Rescale the material from the line containing "[tag] lime green" through the end of the material, both ends included. Restate every line, requests included, multiplying each point coordinate by 0.6 and rounding to a whole number, with halves rounded up, and return only those lines.

Dataset items
▬▬▬▬▬▬
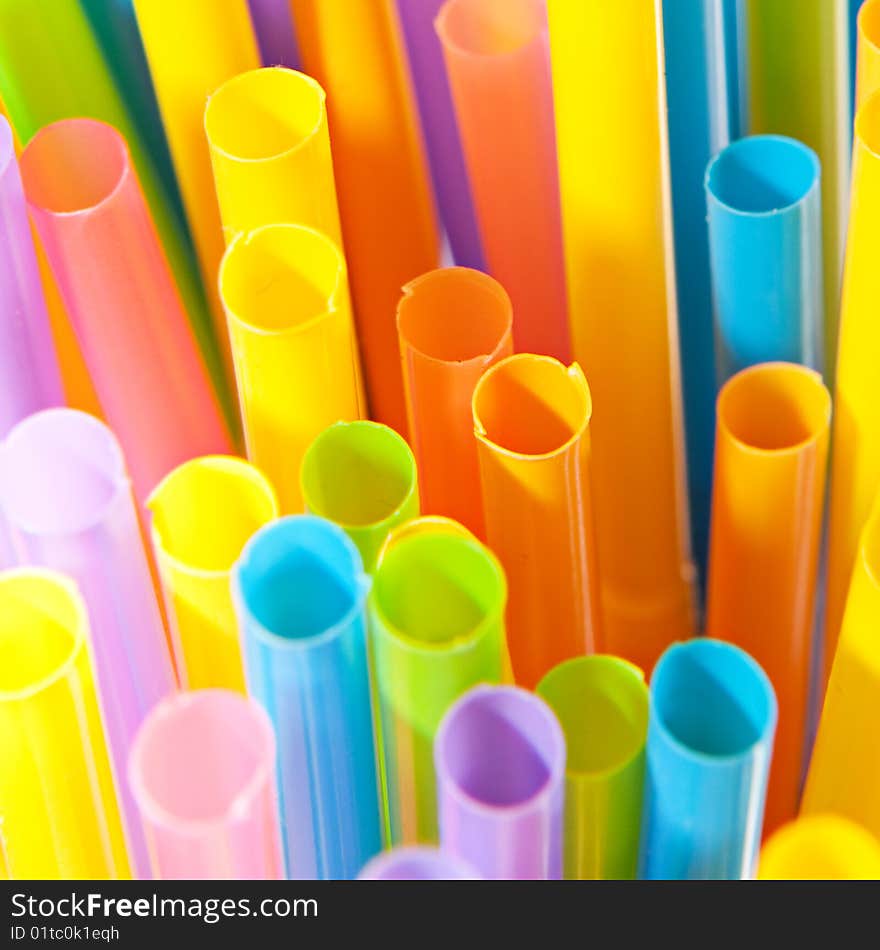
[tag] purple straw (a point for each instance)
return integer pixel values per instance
(273, 24)
(29, 376)
(69, 506)
(443, 145)
(500, 761)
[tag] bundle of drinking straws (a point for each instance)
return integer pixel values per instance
(414, 426)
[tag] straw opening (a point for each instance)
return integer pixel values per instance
(455, 315)
(774, 407)
(94, 159)
(264, 114)
(763, 174)
(62, 471)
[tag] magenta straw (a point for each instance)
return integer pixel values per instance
(69, 506)
(440, 128)
(417, 864)
(29, 375)
(500, 761)
(202, 770)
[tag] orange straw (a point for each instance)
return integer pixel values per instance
(453, 323)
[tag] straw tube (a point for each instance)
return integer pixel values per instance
(770, 461)
(602, 705)
(532, 418)
(844, 774)
(204, 512)
(68, 501)
(701, 64)
(29, 375)
(57, 798)
(500, 758)
(855, 447)
(799, 85)
(103, 247)
(416, 864)
(614, 182)
(202, 769)
(497, 54)
(765, 238)
(452, 323)
(820, 848)
(437, 629)
(710, 736)
(192, 48)
(867, 52)
(285, 289)
(452, 188)
(299, 589)
(355, 49)
(362, 476)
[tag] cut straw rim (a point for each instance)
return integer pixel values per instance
(78, 628)
(532, 705)
(752, 143)
(360, 585)
(240, 471)
(381, 430)
(464, 641)
(110, 134)
(576, 376)
(463, 275)
(248, 77)
(261, 777)
(745, 377)
(114, 469)
(449, 37)
(244, 239)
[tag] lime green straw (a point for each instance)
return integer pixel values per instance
(798, 82)
(51, 67)
(602, 705)
(436, 621)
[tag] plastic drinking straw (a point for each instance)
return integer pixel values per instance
▬▬▬▬▬▬
SOLUTION TO THIS TASK:
[tag] lime green straw (a point for each instance)
return integer pixel values per instance
(479, 49)
(31, 40)
(361, 423)
(262, 373)
[tag] plastic drinking straw (a point for each instance)
return integer pixel values per instance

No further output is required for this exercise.